# PCA performance



## Vibrant (Dec 7, 2009)

I had a fabulous time at PCA with my dogs! It's awesome to be surrounded by poodles!
Cheers (UCD Cantope Triple Threat CGN CDX RE) was a wonderful girl, and she won the Rally Novice B class with a perfect score (out of 28 dogs), got fourth in Obedience Novice B (out of 18 dogs), and won the Wildcard Novice class. Troy (Can Ch Bibelot Tolka VIP of Vibrant CGC), passed his Canine Good Citizen test and showed very well at the silver match.
What a fantastic show PCA is!! I love that it showcases poodles as beautiful dogs that are able to work in many different venues.


----------



## ArreauStandardPoodle (Sep 1, 2009)

Congratulations Vibrant!!! How awesome is that. Even more titles for Thinker's kids and grandkids......1 mom would be very proud of you and the kids.

I am thinking we might go next year. Is it worth the trip for spectators.? Maybe one day we'll have our new Quincy there!


----------



## Vibrant (Dec 7, 2009)

I am thinking we might go next year. Is it worth the trip for spectators.? Maybe one day we'll have our new Quincy there![/QUOTE]
Absolutely, it is worth going as a spectator!
Why not plan on entering your reds/apricots in the match on Monday?
I also took advantage of the health testing they offered....in 2007 I had Seiko tested for ASD, and this year I had Troy CERF'd.
It's an amazing show. Everywhere you look there's poodles!!


----------



## ArreauStandardPoodle (Sep 1, 2009)

Vibrant said:


> I am thinking we might go next year. Is it worth the trip for spectators.? Maybe one day we'll have our new Quincy there!


Absolutely, it is worth going as a spectator!
Why not plan on entering your reds/apricots in the match on Monday?
I also took advantage of the health testing they offered....in 2007 I had Seiko tested for ASD, and this year I had Troy CERF'd.

Recorded data
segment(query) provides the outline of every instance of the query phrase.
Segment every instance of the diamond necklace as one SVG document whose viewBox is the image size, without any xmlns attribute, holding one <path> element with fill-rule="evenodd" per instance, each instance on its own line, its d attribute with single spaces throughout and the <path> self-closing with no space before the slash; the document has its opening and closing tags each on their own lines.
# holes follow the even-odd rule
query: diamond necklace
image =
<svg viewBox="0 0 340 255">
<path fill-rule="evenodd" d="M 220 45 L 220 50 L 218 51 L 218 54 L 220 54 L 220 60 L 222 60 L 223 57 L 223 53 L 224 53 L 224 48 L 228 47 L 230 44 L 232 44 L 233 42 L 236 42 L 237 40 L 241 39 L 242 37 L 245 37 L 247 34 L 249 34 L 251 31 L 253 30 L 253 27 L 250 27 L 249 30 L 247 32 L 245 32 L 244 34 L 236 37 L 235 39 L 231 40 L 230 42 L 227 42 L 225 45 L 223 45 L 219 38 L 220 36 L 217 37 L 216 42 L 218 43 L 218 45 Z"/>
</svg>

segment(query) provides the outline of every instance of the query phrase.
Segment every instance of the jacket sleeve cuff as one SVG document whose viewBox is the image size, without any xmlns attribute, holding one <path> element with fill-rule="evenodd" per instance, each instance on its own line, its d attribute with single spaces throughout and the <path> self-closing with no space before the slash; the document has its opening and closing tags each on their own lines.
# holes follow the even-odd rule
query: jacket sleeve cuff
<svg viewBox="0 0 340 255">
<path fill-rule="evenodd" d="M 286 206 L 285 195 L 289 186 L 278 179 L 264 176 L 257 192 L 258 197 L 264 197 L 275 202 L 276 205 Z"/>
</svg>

Work to do
(1) Translate this sentence from the PCA thread into Spanish: "I love that it showcases poodles as beautiful dogs that are able to work in many different venues."
(2) Answer these questions from the PCA thread.
(a) Out of how many dogs did Cheers win the Rally Novice B class?
(b) Which test did Troy pass?
(c) What was Seiko tested for in 2007?
(3) Retype the stretch of the PCA thread from "I had a fabulous" through "the silver match.".

Solutions for each task
(1) Me encanta que muestre a los caniches como perros hermosos capaces de trabajar en muchos ámbitos distintos.

(2)
(a) 28 dogs
(b) The Canine Good Citizen test
(c) ASD

(3)
I had a fabulous time at PCA with my dogs! It's awesome to be surrounded by poodles!
Cheers (UCD Cantope Triple Threat CGN CDX RE) was a wonderful girl, and she won the Rally Novice B class with a perfect score (out of 28 dogs), got fourth in Obedience Novice B (out of 18 dogs), and won the Wildcard Novice class. Troy (Can Ch Bibelot Tolka VIP of Vibrant CGC), passed his Canine Good Citizen test and showed very well at the silver match.